## Records for this exercise

+++++

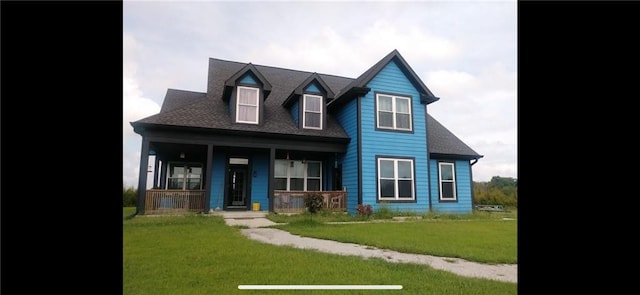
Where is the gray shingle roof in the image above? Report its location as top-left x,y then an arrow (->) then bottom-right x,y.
427,114 -> 483,159
131,50 -> 482,159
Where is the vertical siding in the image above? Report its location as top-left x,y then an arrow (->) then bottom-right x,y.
336,98 -> 359,214
209,148 -> 227,210
429,160 -> 473,213
289,99 -> 300,126
250,151 -> 269,210
361,61 -> 429,212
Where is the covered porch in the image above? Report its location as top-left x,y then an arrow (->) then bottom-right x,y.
132,130 -> 347,215
144,189 -> 347,215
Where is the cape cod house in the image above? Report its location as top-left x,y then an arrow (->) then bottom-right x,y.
131,50 -> 482,214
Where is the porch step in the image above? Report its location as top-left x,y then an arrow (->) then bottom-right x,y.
213,211 -> 269,219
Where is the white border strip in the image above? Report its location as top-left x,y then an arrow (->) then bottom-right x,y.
238,285 -> 402,290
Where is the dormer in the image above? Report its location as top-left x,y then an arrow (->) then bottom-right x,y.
282,73 -> 334,130
222,63 -> 271,125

+++++

Copy the listing from the line containing "Where is the dormer" through the end, substituting "chimney" for "dormer" and changing nothing else.

Where is the chimney in the image above? Report its location as top-left x,y then an arrow (->) then bottom-right x,y.
282,73 -> 334,130
222,63 -> 271,125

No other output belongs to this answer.